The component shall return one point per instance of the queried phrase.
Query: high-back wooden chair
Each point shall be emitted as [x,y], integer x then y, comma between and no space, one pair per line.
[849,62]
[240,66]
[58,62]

-----

## REQUIREMENTS
Express every line of the records above as a JSON list of strings, one string per line, with blank lines omitted.

## SOLUTION
[
  "The component shall return one point per instance of the queried phrase.",
  "Query: high-back wooden chair",
  "Each point shall be emitted as [x,y], integer x then y, comma between and no space, one pair per line.",
  "[849,62]",
  "[240,66]",
  "[58,62]"
]